[Records contained in a dataset]
::::::::

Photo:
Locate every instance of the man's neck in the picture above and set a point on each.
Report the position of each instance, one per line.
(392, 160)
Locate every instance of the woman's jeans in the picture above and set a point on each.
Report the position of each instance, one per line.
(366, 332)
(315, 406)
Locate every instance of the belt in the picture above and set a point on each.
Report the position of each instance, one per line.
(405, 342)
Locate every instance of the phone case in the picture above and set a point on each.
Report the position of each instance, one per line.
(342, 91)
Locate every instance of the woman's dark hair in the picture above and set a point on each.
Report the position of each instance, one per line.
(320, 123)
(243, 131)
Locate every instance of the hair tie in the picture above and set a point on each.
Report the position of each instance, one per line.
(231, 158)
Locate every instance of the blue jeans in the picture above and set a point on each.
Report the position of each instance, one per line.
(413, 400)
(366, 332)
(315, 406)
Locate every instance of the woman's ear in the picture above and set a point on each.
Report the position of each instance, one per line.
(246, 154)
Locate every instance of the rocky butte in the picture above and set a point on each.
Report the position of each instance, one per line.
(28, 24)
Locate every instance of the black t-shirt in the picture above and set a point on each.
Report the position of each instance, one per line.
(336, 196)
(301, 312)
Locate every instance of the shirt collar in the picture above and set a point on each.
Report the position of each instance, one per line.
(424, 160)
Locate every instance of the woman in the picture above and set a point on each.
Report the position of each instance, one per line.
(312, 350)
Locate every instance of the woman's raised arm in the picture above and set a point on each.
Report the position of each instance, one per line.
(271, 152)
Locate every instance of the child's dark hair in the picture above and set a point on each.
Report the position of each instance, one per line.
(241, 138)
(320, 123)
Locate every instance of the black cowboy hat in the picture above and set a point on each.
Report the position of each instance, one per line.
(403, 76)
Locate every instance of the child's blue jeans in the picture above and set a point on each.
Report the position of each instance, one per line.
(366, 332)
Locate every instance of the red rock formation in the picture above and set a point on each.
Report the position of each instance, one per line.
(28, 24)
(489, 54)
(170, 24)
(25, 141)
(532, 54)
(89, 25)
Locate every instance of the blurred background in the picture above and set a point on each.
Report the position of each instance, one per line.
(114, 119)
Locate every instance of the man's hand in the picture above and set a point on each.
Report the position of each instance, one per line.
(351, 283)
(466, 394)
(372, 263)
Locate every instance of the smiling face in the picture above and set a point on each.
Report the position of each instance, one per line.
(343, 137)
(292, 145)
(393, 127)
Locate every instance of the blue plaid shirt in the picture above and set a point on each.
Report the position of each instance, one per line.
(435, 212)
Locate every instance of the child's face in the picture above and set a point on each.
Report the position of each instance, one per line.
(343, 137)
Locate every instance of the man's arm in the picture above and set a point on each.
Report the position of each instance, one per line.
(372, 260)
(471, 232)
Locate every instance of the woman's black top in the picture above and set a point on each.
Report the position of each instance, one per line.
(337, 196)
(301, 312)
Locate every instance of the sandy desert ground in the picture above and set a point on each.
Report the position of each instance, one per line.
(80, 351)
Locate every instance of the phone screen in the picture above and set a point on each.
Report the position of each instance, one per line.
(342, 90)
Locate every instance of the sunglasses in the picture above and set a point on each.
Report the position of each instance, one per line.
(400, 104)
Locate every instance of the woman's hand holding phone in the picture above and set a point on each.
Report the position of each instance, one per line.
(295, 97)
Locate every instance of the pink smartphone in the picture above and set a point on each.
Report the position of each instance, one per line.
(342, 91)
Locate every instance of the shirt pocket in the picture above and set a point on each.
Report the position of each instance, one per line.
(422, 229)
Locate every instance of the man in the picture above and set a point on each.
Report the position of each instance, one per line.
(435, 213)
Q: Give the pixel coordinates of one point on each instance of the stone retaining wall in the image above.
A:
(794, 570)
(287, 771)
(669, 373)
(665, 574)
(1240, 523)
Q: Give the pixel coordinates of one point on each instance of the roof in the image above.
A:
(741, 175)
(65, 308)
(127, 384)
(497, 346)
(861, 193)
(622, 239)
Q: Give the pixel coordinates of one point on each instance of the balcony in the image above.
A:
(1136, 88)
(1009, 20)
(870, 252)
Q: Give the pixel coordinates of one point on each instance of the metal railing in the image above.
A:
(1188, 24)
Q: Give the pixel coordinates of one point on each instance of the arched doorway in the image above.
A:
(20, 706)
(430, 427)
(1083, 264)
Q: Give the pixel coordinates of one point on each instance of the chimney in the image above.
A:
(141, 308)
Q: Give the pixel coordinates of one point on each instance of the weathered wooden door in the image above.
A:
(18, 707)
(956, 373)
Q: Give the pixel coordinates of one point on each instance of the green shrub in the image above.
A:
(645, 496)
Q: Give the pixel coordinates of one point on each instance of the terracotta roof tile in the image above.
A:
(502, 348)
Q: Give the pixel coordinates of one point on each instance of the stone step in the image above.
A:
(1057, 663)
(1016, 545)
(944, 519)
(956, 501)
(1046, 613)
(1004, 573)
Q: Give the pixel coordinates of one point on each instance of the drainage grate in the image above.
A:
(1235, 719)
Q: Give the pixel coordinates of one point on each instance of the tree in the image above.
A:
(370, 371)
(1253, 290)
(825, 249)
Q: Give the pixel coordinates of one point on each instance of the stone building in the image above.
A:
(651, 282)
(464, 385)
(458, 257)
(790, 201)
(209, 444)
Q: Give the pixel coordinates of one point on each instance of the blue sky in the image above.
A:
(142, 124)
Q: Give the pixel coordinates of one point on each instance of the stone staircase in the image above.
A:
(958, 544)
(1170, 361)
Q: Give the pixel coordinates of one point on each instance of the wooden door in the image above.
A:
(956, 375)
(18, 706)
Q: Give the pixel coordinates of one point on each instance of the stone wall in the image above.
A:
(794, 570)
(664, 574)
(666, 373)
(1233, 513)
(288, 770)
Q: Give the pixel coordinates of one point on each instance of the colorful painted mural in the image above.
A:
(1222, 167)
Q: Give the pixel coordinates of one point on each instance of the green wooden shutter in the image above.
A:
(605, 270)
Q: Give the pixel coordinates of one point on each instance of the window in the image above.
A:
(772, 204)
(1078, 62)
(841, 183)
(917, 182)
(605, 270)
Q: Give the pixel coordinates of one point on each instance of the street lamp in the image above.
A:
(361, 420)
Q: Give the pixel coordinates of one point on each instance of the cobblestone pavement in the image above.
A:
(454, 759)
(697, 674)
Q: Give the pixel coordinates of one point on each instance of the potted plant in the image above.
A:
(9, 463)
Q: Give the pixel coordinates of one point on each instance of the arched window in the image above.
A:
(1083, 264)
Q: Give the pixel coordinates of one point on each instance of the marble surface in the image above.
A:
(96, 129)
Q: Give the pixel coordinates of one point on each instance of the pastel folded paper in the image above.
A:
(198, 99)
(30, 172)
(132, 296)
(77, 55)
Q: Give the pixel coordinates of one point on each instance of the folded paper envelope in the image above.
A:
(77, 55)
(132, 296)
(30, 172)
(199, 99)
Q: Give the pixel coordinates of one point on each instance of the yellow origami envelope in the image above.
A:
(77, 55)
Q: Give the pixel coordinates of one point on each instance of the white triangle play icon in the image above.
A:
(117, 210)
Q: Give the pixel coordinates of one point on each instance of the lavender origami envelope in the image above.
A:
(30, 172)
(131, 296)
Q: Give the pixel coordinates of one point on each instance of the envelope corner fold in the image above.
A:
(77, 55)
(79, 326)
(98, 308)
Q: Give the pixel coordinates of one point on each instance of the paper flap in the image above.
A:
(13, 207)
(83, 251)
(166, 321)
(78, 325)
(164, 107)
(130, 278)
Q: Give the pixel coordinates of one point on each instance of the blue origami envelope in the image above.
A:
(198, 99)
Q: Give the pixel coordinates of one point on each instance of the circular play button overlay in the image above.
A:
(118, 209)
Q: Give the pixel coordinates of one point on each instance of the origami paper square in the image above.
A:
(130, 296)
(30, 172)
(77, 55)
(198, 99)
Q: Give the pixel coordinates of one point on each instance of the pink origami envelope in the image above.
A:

::::::::

Restate verbatim the first line above and all lines after it through the line containing "Locate every instance of the woman's dark"; omit the rest.

▸ **RESPONSE TO THE EXERCISE**
Photo:
Locate every instance of the man's neck in the picture above and set a point on each.
Report the position of each instance, one per line.
(392, 160)
Locate every instance of the woman's jeans in the picture above and set a point on each.
Report the position of each instance, one per line.
(366, 332)
(315, 406)
Locate every instance of the belt in the picture above and set a point on each.
Report the position of each instance, one per line.
(405, 342)
Locate every instance of the phone case in the picture above and set a point on each.
Report the position of each instance, one per line.
(342, 91)
Locate every instance of the woman's dark hair in the picture above and set a point on each.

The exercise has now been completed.